Transcribe, verbatim, every line from the start of the entries through the line that contains "point(291, 240)"; include both boundary lines and omit all others.
--- MATERIAL FOR THIS EXERCISE ---
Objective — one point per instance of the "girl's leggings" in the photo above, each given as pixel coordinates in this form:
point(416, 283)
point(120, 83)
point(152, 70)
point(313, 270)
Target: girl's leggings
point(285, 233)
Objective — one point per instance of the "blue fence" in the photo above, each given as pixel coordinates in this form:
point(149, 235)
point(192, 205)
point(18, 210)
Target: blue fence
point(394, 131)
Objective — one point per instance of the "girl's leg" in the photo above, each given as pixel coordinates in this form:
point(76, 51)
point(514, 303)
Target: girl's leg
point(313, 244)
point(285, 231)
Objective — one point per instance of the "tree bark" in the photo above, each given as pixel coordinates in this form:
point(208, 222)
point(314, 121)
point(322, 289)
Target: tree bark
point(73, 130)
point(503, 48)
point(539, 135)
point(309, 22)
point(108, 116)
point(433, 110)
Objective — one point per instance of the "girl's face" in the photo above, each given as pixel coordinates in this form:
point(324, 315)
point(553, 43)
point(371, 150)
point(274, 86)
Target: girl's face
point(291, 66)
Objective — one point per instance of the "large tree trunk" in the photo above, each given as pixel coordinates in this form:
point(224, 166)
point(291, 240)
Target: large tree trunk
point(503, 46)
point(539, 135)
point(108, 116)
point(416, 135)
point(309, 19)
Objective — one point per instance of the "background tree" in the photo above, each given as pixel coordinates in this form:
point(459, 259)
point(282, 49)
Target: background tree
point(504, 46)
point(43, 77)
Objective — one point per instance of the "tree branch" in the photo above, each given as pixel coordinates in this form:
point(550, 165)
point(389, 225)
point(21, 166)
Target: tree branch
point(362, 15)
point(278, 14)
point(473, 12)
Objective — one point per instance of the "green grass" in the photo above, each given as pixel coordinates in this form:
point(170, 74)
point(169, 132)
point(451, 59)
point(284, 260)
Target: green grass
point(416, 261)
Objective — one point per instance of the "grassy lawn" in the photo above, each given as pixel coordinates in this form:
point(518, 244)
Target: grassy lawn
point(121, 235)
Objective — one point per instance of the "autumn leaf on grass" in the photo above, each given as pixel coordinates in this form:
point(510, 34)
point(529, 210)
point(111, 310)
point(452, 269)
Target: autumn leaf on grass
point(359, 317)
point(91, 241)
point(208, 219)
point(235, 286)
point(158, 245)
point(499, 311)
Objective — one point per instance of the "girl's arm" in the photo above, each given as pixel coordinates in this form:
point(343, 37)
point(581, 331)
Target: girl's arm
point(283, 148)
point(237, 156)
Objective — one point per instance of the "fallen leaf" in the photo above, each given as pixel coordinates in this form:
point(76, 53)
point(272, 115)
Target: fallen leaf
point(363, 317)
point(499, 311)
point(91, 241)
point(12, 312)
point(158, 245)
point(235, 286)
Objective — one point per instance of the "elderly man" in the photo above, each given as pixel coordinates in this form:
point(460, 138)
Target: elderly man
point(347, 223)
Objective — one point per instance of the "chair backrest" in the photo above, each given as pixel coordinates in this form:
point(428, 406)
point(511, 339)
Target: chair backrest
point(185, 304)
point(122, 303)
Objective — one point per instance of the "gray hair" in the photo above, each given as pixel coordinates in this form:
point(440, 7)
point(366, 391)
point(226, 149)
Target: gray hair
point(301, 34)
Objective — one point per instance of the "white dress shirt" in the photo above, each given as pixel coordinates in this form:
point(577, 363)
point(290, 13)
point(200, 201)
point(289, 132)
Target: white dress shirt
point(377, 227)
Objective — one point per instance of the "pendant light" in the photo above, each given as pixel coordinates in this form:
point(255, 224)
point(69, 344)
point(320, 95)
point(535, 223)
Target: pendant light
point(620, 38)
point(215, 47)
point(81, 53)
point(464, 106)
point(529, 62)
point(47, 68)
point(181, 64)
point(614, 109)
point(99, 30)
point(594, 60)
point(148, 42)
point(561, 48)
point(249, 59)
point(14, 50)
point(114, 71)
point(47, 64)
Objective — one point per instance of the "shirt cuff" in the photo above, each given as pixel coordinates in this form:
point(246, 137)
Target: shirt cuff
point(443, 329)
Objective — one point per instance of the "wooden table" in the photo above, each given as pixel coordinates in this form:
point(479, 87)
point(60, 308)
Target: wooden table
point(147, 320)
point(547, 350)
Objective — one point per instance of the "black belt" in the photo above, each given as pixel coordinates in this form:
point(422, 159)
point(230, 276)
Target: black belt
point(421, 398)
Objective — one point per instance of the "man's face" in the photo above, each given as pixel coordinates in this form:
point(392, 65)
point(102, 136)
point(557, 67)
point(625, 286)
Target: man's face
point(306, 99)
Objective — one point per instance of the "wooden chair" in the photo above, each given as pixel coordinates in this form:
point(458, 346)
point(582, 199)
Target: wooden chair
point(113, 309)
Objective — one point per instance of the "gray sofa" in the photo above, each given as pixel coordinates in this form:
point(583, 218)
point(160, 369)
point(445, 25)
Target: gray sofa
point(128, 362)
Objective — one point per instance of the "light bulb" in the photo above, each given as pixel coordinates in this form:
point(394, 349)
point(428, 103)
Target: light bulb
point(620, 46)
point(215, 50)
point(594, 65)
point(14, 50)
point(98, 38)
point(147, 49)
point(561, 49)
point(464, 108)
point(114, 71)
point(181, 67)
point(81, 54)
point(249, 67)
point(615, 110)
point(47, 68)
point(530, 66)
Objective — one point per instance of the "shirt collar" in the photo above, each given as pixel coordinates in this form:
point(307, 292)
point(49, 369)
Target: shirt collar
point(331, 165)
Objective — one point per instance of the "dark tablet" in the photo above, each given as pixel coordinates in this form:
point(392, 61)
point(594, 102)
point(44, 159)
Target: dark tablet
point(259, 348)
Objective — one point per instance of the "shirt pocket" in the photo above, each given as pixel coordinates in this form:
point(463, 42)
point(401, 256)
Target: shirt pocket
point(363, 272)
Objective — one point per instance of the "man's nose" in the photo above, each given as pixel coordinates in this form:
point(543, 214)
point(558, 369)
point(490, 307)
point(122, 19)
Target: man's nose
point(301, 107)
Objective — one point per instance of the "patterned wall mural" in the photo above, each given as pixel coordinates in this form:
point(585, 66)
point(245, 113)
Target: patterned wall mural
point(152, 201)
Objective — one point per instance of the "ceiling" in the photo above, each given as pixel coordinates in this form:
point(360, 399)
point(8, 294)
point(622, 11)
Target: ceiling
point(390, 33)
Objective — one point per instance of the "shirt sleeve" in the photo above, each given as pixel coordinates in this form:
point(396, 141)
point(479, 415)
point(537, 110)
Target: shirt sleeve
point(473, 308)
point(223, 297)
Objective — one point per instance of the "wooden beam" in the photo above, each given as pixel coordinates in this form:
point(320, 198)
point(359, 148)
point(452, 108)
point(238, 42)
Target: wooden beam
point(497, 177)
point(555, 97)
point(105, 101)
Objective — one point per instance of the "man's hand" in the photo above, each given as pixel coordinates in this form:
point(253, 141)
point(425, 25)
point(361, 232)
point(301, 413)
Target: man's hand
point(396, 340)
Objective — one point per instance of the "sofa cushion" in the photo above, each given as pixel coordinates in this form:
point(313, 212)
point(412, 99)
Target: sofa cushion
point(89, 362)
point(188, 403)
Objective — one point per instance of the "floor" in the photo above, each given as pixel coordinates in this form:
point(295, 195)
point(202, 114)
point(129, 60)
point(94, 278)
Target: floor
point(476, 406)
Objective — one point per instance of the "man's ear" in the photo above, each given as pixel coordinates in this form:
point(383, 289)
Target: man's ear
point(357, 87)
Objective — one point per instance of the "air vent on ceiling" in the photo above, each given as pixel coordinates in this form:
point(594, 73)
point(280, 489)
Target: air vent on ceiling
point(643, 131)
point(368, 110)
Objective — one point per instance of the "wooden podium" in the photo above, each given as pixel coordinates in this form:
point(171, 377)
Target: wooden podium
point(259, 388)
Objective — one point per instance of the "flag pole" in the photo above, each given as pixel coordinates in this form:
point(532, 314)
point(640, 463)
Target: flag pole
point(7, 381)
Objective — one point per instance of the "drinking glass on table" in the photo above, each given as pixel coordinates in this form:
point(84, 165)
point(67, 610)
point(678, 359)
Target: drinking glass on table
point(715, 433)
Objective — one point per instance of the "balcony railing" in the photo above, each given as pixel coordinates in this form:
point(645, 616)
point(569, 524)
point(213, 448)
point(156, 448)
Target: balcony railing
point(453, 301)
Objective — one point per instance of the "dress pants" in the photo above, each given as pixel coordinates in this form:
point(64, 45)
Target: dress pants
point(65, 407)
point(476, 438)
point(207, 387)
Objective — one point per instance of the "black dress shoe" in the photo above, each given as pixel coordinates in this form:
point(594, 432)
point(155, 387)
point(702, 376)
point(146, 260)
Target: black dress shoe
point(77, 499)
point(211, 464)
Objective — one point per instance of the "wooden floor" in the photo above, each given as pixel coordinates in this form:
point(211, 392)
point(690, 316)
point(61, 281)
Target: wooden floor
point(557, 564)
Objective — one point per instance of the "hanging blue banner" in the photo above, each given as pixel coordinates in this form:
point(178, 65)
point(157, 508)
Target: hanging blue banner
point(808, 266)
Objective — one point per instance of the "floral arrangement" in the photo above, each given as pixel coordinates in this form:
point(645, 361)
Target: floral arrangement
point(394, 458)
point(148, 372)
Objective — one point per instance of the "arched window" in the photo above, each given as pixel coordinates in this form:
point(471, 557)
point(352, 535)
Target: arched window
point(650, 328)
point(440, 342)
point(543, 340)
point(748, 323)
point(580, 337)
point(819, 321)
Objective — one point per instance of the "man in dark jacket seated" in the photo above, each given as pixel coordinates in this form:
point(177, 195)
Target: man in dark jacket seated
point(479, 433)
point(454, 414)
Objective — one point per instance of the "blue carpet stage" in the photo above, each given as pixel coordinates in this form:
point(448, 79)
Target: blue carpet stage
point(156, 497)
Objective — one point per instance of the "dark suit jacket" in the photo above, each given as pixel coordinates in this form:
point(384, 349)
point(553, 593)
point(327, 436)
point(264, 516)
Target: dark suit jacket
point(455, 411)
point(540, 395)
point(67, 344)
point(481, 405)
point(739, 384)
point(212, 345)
---
» **FINAL ANSWER**
Objective — one point per instance of the "girl's leggings" in the photo above, each given as pixel coordinates in this form:
point(416, 283)
point(120, 83)
point(152, 70)
point(313, 270)
Target: girl's leggings
point(285, 233)
Objective — one point per instance of the "blue fence" in the photo above, each given as pixel coordinates in this form:
point(149, 235)
point(192, 205)
point(18, 210)
Target: blue fence
point(394, 131)
Objective — one point per instance of the "girl's leg" in the photo above, each given as pixel coordinates in this form:
point(76, 51)
point(514, 303)
Target: girl's leg
point(313, 244)
point(285, 231)
Objective — one point per instance of the "tree bark" in the photo above, each given as pixel coordinates in this form:
point(208, 222)
point(314, 121)
point(322, 289)
Target: tree bark
point(73, 130)
point(503, 48)
point(539, 135)
point(309, 22)
point(108, 116)
point(433, 110)
Objective — one point per instance of the "girl's face" in the photo above, each given as pixel coordinates in this form:
point(324, 315)
point(553, 43)
point(371, 150)
point(274, 86)
Target: girl's face
point(291, 66)
Objective — one point per instance of the "large tree trunk" in the photo above, each given as pixel coordinates in this form:
point(224, 166)
point(291, 240)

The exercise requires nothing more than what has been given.